● **TASKS**:
**1.** Retype the stretch of the CEA passage from "As the overall" through "of limited duration.".
**2.** According to the CEA passage, which patients were excluded from ACAS?

● **PASSAGE**:

It should be stressed that, even in the optimal environment of clinical trials, the absolute risk reduction of stroke with CEA was only about 1% per year. The crossover of the Kaplan-Meier curves occurs between 1 and 2 years after surgery and the benefit of CEA becomes significant only after 5 years of follow-up. Therefore, CEA should not be performed in centres with surgical complication rates >3% or in patients with less than a 5-year life-expectancy.

As the overall benefit of CEA is marginal in asymptomatic patients, specific subgroups of patients with a higher benefit­risk ratio of surgery need to be identified. In a pooled analysis of the data from ACAS and ACST,24 there was clear evidence for benefit from surgery in men, but not in women at 5 years follow-up, although some benefit may accrue with longer follow-up in ACST.24 Benefit from CEA in asymptomatic patients over the age of 75 years is unknown. Patients over the age of 80 years were excluded from ACAS.14 No significant net benefit of successful CEA was found among the 650 patients older than 75 years of age randomized in ACST.15 This finding might well be a false negative result. However, these patients have a short life expectancy (half of them die within 5 years from unrelated causes) and any net benefits would probably be of limited duration.

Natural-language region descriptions
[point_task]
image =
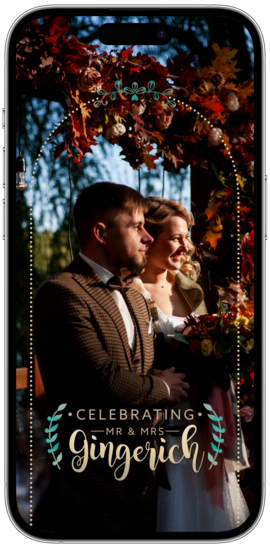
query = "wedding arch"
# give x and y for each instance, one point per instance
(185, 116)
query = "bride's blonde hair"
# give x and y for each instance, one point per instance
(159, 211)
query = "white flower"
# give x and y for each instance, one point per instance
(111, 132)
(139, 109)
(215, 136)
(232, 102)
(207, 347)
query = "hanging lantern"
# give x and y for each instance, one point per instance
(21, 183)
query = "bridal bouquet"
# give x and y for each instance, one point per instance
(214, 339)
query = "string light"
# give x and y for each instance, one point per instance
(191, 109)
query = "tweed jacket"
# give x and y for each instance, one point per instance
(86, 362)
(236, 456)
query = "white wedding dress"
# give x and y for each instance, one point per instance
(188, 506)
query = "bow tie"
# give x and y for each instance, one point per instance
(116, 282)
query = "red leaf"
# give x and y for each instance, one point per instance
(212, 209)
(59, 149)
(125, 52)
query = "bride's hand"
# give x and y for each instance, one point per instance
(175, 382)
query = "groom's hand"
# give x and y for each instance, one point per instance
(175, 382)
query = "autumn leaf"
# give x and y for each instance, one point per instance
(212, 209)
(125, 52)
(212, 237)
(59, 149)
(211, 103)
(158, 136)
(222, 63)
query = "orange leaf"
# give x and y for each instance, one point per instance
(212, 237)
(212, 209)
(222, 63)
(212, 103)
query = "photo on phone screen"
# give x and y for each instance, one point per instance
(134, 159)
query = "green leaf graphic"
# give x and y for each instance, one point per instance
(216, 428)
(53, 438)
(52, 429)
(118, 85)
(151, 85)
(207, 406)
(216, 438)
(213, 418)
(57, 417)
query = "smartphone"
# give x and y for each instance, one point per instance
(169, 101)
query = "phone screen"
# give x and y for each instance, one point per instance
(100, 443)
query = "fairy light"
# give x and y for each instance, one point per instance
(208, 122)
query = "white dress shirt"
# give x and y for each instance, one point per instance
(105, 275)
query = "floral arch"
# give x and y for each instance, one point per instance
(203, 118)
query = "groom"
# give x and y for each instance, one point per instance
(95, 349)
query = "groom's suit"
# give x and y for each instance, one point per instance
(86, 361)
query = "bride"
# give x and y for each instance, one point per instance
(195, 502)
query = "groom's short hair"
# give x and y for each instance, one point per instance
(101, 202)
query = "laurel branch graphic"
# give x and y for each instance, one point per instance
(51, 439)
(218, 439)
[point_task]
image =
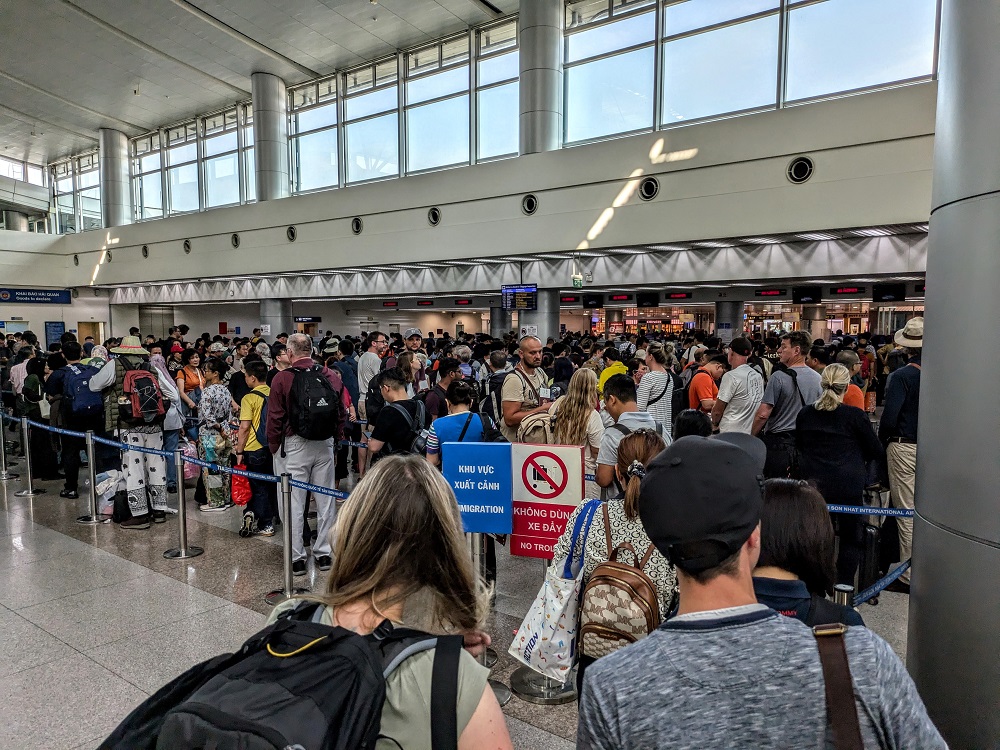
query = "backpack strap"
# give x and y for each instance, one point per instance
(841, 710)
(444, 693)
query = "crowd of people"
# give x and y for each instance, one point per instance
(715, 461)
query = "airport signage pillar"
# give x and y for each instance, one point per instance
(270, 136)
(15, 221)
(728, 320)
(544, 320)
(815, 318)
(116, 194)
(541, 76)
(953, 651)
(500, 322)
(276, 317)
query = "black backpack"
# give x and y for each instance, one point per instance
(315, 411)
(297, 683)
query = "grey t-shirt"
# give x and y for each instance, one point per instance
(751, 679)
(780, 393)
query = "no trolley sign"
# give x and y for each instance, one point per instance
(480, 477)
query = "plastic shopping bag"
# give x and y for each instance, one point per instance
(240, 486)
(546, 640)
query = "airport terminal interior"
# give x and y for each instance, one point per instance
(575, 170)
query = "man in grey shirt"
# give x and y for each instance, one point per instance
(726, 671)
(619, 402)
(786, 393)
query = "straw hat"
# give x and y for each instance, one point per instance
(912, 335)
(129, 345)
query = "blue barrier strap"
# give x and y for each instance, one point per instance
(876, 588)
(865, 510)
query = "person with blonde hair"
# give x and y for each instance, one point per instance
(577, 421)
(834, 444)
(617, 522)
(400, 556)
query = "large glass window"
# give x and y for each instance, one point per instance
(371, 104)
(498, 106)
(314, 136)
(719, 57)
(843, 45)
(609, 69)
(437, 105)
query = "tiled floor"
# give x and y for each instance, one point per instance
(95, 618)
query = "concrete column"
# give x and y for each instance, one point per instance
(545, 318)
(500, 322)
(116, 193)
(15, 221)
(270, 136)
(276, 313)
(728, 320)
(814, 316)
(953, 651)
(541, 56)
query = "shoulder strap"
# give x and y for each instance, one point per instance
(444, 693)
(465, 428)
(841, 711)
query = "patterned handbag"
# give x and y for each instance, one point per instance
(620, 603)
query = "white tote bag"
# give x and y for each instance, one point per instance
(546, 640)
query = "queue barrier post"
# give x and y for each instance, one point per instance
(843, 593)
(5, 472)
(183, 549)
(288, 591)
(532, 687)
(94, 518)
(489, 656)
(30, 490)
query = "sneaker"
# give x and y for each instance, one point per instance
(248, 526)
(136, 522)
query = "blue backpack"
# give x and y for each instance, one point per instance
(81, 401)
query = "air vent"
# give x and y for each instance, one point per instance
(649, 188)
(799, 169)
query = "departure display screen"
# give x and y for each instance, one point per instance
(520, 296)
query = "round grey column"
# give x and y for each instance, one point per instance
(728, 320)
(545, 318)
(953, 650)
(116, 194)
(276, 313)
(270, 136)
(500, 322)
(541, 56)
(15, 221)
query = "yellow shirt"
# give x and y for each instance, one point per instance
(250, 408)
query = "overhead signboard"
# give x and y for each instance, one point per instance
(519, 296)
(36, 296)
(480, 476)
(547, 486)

● **TASK-BY-TASK OUTPUTS**:
**1.**
As the overall benefit of CEA is marginal in asymptomatic patients, specific subgroups of patients with a higher benefit­risk ratio of surgery need to be identified. In a pooled analysis of the data from ACAS and ACST,24 there was clear evidence for benefit from surgery in men, but not in women at 5 years follow-up, although some benefit may accrue with longer follow-up in ACST.24 Benefit from CEA in asymptomatic patients over the age of 75 years is unknown. Patients over the age of 80 years were excluded from ACAS.14 No significant net benefit of successful CEA was found among the 650 patients older than 75 years of age randomized in ACST.15 This finding might well be a false negative result. However, these patients have a short life expectancy (half of them die within 5 years from unrelated causes) and any net benefits would probably be of limited duration.

**2.** Patients over the age of 80 years were excluded from ACAS.